=== DIRECTION ===
Filter the entries below, copying every line that contains the string "measured". Case counts.

[Records from a collection]
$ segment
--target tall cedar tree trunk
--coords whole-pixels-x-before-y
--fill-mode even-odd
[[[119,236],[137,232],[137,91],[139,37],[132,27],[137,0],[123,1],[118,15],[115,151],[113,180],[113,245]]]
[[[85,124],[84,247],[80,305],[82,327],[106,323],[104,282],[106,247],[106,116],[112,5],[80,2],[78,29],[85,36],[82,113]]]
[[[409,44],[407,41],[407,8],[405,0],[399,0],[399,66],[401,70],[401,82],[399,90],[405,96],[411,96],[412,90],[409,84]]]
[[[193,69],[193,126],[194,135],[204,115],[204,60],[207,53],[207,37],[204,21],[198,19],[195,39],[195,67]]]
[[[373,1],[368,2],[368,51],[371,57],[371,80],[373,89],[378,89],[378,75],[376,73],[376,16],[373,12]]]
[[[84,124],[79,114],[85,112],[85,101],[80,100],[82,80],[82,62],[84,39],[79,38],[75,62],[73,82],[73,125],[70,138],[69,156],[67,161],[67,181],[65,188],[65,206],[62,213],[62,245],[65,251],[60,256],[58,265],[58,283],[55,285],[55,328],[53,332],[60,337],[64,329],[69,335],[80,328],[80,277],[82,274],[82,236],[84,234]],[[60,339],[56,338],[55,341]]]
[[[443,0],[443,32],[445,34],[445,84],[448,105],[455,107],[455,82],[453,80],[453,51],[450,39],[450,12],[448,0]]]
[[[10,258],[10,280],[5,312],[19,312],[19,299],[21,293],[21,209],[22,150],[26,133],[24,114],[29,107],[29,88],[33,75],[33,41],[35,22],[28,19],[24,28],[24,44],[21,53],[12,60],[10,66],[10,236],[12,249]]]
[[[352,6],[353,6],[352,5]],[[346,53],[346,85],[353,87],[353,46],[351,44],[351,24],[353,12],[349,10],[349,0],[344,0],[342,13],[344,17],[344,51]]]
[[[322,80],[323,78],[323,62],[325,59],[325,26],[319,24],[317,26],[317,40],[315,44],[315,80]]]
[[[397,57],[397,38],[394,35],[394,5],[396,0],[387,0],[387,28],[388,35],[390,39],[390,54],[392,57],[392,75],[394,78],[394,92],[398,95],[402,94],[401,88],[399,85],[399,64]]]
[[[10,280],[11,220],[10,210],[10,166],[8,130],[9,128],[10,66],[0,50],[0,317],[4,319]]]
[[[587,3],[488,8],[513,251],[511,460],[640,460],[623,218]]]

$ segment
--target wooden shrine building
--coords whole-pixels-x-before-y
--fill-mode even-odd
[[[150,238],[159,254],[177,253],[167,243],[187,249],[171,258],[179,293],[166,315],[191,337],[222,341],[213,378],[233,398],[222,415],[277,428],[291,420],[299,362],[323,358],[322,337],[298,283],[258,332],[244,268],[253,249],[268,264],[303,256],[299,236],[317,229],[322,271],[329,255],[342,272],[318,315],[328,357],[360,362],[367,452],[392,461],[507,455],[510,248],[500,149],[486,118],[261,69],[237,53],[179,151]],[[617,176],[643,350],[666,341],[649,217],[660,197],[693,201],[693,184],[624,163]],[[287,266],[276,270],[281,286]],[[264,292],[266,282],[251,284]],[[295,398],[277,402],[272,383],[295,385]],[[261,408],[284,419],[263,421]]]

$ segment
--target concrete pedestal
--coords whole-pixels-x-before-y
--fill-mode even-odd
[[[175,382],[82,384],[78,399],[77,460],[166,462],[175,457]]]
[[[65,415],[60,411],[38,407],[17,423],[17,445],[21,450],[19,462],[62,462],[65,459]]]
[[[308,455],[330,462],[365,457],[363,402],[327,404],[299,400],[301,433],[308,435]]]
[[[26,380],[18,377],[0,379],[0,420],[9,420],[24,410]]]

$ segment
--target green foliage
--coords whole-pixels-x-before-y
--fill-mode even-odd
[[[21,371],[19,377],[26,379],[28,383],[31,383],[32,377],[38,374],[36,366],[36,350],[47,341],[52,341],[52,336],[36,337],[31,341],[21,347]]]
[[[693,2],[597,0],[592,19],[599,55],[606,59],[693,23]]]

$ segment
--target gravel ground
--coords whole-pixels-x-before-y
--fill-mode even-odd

==

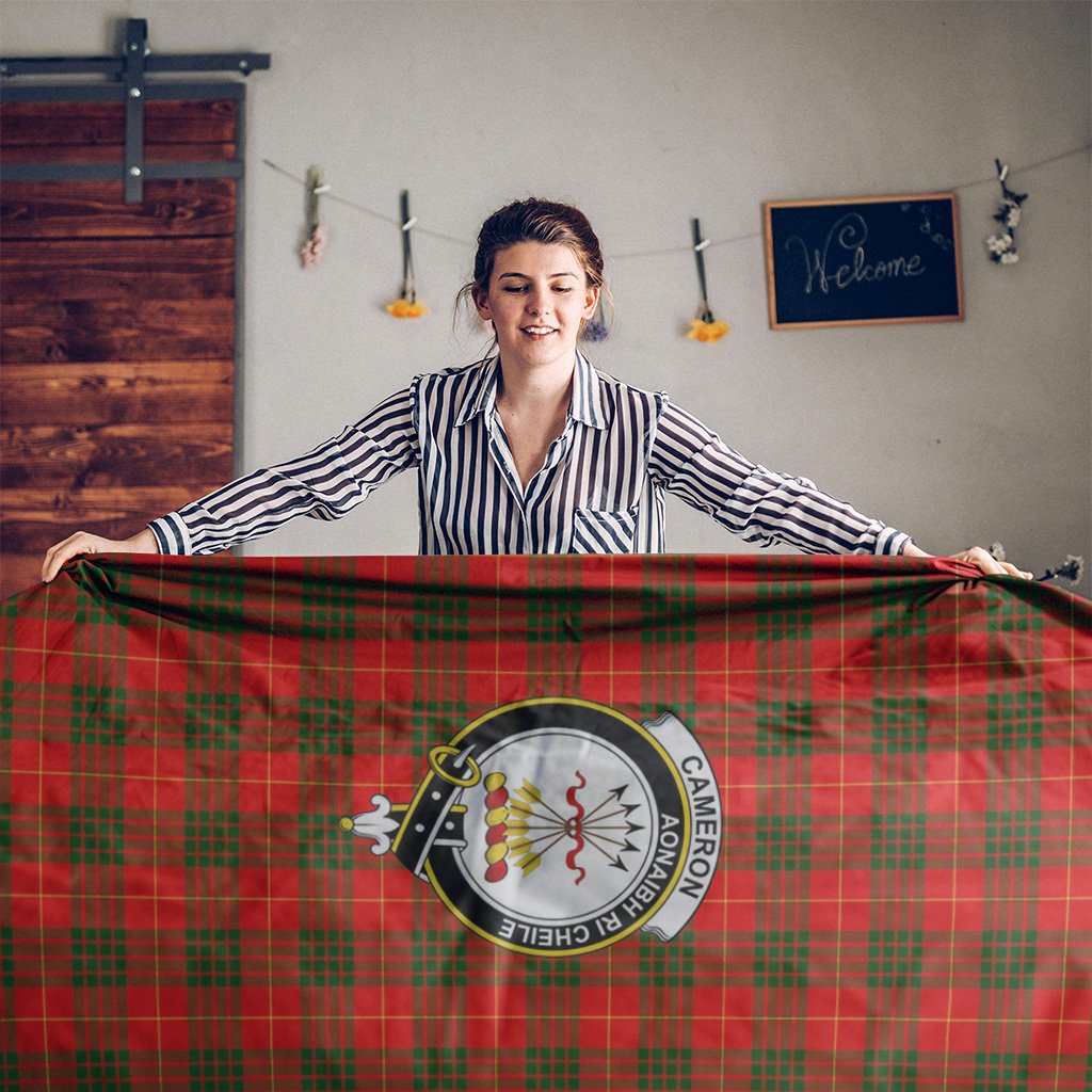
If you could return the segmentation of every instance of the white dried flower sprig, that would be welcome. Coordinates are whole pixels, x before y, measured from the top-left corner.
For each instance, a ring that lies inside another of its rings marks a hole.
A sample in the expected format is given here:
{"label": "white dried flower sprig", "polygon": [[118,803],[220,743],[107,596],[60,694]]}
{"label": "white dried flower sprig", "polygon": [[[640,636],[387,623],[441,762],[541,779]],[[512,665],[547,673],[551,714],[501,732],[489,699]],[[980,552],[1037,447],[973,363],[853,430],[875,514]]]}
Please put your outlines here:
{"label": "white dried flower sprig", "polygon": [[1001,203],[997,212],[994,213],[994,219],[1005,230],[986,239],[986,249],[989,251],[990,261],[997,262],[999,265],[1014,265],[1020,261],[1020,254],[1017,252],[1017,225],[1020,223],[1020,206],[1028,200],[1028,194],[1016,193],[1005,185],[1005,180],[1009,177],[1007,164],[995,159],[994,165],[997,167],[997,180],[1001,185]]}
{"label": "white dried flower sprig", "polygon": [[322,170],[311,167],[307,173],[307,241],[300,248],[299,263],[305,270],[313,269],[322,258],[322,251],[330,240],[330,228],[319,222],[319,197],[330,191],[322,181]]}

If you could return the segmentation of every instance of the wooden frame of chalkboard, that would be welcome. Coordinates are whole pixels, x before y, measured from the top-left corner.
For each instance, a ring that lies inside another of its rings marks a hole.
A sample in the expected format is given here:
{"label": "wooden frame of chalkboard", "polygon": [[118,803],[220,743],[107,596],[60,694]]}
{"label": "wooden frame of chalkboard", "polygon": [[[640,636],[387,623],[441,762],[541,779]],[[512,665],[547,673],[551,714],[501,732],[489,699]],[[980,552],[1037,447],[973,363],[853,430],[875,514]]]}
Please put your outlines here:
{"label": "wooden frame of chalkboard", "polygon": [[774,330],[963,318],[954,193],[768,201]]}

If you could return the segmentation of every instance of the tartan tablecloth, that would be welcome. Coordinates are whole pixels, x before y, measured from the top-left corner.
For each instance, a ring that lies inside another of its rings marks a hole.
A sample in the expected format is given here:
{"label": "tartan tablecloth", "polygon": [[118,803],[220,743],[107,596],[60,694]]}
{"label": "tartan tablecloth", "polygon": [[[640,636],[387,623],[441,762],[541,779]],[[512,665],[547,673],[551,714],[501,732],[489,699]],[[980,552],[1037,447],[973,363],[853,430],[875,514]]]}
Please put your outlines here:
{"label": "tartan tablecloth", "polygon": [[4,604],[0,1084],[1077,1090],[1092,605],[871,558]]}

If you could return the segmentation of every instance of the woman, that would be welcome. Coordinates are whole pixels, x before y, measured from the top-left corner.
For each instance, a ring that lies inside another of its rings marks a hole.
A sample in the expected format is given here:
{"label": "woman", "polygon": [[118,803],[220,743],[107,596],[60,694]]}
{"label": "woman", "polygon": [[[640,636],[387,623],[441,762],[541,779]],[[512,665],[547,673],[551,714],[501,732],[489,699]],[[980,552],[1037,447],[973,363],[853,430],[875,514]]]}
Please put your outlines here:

...

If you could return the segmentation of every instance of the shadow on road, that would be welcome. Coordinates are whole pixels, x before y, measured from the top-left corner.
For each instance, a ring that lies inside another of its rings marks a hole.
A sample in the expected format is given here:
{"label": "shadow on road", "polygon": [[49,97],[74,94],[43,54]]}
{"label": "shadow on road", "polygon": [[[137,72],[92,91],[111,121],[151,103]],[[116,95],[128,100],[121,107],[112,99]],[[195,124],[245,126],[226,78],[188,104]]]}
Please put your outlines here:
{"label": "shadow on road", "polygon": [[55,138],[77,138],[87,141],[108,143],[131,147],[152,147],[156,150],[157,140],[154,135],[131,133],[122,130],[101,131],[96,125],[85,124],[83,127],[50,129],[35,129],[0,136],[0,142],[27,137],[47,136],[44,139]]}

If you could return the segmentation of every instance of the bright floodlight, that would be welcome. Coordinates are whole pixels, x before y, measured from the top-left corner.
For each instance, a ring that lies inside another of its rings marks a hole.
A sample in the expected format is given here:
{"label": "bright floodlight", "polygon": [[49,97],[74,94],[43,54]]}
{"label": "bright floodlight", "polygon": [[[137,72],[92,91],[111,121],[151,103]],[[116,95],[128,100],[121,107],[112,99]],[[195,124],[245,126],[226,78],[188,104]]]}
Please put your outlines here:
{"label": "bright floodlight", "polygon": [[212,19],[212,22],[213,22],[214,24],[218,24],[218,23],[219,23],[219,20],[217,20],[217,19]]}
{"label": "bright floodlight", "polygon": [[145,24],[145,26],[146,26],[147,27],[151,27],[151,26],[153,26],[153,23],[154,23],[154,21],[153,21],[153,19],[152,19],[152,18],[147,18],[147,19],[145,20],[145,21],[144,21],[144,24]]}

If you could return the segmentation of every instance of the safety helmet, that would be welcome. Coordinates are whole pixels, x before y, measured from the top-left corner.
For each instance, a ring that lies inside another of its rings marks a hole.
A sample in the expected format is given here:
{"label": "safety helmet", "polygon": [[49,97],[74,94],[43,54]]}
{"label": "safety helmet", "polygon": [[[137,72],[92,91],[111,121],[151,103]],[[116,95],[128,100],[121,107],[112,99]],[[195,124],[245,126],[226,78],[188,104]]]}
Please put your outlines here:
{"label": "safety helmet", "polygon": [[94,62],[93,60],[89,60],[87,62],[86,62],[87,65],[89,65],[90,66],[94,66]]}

=== OUTPUT ===
If you could return the segmentation of every instance of the white dried flower sprig, that would be welcome. Coordinates are whole pixels, x before y, measured from the top-left corner.
If you could return the segmentation of every instance of the wooden frame of chalkboard, that would be welcome. Coordinates are whole pixels, x before y, measured from the top-left corner.
If you could return the segmentation of every instance of the tartan tablecloth, that would be welcome. Coordinates are whole pixels, x before y, measured from the top-left corner.
If you could return the segmentation of every instance of the woman, that would be welcome. Coordinates are whole pixels, x before y, measured from the top-left corner.
If you could return the segmentation of every instance of the shadow on road, that would be welcome. Coordinates are whole pixels, x before y, measured from the top-left corner.
If you could return the segmentation of every instance of the bright floodlight, that would be welcome. Coordinates are whole pixels, x before y, measured from the top-left corner.
If you could return the segmentation of every instance of the safety helmet, that would be welcome. Coordinates are whole pixels, x before y, measured from the top-left corner.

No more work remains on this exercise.